▸ **GOALS**:
1. Copy word for word the part of the passage on family business culture that begins at "Hard competition inside" and stops after "results are inconsistent.".
2. Pull out every line of the entries that contains the string "rusty", matching case exactly.

Hard competition inside and outside the company, where attention is paid to employees simply by watching them perform tasks, and where success is about achieving market share, is contrary to the values of family members. Family members are willing to prioritize the business over the family in times of emergency, even in the long term (e.g., Koráb, 2021; Rydvalová et al., 2022). However the more competition and a focus on achieving results is encouraged, the less willing family members are to step back from the demands of the family and accede to the demands of the business and vice versa.
H4: Adhocracy
There is no strong positive correlation between an organizational culture of adhocracy and family members’ understanding of their business as a source of profitability, and thus the need to ensure its competitiveness. However, the results are inconsistent.

▸ **DATASET EXCERPTS**:
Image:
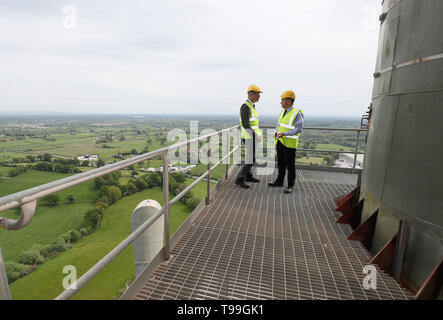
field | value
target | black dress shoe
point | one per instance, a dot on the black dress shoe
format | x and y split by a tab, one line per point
287	190
242	184
275	184
251	179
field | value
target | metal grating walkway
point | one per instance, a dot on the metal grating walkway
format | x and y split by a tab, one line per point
263	244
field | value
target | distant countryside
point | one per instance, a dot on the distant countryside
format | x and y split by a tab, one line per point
81	224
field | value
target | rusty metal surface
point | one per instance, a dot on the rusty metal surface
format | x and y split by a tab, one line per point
263	244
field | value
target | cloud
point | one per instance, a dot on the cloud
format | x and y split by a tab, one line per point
187	56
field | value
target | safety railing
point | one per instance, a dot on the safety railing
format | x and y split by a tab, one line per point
27	199
355	152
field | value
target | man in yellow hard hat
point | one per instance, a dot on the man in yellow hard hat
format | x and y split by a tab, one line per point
287	135
250	132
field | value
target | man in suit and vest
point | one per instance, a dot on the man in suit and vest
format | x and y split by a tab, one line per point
250	132
289	127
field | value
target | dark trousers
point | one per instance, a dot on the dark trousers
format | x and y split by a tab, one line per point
246	169
285	160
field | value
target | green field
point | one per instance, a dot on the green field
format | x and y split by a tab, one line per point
85	253
335	147
313	160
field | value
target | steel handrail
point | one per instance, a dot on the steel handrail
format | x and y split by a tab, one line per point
30	196
99	266
27	199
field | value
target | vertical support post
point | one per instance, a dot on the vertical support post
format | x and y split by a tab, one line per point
401	245
356	150
208	177
4	286
228	149
166	204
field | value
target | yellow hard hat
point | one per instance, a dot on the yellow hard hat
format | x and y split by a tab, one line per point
288	94
254	88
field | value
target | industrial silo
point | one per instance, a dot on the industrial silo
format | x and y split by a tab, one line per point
403	165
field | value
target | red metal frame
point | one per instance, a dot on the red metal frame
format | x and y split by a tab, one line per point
346	202
353	215
431	287
365	232
385	257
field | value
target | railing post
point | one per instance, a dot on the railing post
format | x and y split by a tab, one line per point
166	204
228	149
356	150
208	178
4	287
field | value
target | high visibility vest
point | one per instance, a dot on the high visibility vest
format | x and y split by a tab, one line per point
253	122
286	124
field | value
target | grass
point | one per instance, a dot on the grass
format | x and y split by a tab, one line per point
46	281
313	160
335	147
48	224
28	180
4	171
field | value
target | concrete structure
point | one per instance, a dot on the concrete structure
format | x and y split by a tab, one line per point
150	242
403	174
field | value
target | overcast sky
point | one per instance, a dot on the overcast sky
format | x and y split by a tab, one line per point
190	56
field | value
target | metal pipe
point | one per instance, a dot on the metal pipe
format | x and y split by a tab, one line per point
33	194
355	153
4	286
166	204
91	273
322	128
228	147
196	181
208	180
99	266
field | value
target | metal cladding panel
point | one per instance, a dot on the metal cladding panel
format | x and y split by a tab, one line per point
379	146
402	174
418	78
413	181
420	31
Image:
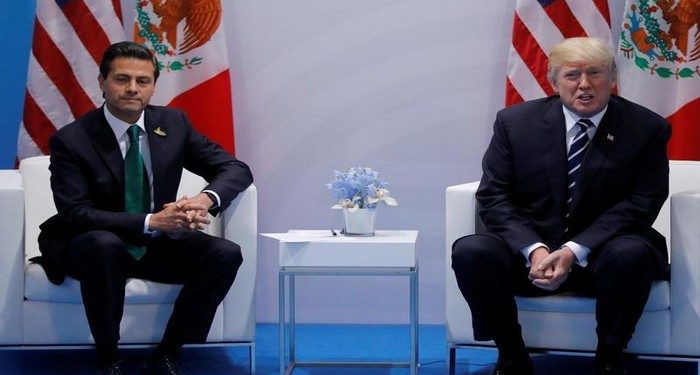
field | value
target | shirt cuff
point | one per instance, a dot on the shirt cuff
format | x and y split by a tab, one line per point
581	252
145	225
527	250
218	200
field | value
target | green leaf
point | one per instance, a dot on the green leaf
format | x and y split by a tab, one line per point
685	73
664	72
641	62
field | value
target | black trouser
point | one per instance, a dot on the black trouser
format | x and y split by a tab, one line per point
205	265
619	276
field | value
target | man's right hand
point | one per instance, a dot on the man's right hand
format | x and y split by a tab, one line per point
177	216
537	256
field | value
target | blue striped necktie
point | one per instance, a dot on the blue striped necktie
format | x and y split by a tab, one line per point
576	152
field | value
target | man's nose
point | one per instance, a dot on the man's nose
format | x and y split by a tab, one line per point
132	86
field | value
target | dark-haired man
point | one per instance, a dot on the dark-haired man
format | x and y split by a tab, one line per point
114	174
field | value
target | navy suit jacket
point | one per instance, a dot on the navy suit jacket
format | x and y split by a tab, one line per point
87	178
623	181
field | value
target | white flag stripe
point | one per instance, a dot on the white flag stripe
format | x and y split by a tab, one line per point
46	95
108	19
67	41
522	78
540	25
26	147
590	19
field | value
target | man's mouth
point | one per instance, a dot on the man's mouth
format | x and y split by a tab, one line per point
585	97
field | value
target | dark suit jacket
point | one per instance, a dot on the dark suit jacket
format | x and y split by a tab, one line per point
622	184
87	178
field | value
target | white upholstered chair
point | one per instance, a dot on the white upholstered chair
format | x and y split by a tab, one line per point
35	312
670	324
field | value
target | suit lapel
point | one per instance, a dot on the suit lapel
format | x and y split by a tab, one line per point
105	143
597	154
157	142
554	134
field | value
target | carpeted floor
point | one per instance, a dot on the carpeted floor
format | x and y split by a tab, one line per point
323	343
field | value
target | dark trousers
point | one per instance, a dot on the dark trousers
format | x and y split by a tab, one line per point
205	265
619	276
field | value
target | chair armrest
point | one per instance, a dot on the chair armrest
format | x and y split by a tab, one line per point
685	273
460	202
240	225
460	210
11	257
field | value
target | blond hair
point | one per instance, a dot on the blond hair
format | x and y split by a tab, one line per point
580	50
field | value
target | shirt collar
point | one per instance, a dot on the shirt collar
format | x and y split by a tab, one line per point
120	127
571	118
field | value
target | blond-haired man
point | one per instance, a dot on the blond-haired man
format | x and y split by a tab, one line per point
571	186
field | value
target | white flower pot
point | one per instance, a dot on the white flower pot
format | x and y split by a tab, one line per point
360	222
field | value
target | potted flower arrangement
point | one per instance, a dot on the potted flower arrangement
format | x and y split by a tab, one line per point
358	192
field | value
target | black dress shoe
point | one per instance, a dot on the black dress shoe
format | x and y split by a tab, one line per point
521	366
612	369
114	369
165	365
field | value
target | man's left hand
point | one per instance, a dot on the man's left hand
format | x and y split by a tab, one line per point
559	262
195	217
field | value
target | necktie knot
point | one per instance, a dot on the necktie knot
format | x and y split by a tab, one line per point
133	132
584	123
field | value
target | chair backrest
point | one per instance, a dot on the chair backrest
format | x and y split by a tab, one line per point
39	204
684	175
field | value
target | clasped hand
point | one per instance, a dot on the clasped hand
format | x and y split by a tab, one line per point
185	214
549	270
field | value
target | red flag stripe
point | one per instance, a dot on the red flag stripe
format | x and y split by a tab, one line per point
87	28
69	39
560	13
212	115
512	95
537	27
59	70
37	125
532	54
602	6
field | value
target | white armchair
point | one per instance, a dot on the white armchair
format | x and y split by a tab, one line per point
30	306
670	324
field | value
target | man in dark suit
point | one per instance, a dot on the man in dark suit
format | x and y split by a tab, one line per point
571	186
114	174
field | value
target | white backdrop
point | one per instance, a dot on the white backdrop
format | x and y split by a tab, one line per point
409	88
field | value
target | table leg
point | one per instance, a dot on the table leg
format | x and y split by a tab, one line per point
282	324
414	320
292	321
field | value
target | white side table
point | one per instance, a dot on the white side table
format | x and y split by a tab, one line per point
319	253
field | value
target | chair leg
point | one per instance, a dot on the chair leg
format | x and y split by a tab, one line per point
251	357
451	360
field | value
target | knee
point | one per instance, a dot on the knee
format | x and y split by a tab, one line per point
229	255
628	256
472	252
99	247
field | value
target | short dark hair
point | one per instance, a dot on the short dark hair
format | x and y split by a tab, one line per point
127	49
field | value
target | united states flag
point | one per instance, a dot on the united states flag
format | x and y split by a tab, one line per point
69	39
537	26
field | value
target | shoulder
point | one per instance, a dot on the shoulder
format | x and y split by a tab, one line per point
531	110
632	111
80	126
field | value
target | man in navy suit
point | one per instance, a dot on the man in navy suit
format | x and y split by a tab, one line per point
93	235
571	186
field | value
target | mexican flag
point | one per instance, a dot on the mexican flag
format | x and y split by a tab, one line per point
659	66
188	39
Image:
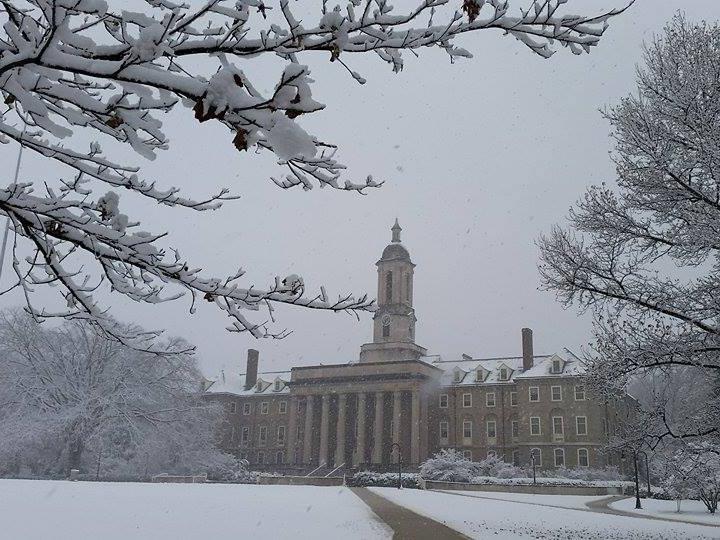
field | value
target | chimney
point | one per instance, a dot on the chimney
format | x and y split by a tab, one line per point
527	348
251	371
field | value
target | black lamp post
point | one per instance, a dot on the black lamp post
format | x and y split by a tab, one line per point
638	506
399	450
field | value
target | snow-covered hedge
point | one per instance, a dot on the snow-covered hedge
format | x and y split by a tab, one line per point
374	479
452	466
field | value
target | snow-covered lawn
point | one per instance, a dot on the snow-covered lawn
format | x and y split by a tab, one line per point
38	509
689	510
502	520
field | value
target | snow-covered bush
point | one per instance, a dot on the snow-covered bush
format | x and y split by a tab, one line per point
449	465
375	479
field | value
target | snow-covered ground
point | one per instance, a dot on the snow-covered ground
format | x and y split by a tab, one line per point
502	520
689	510
60	510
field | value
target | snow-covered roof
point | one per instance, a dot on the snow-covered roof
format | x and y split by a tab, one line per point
268	383
465	371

▸ **COMPLETE ANSWERS**:
1.
Hard competition inside and outside the company, where attention is paid to employees simply by watching them perform tasks, and where success is about achieving market share, is contrary to the values of family members. Family members are willing to prioritize the business over the family in times of emergency, even in the long term (e.g., Koráb, 2021; Rydvalová et al., 2022). However the more competition and a focus on achieving results is encouraged, the less willing family members are to step back from the demands of the family and accede to the demands of the business and vice versa.
H4: Adhocracy
There is no strong positive correlation between an organizational culture of adhocracy and family members’ understanding of their business as a source of profitability, and thus the need to ensure its competitiveness. However, the results are inconsistent.

2.
target | rusty metal surface
point | one per instance, a dot on the rusty metal surface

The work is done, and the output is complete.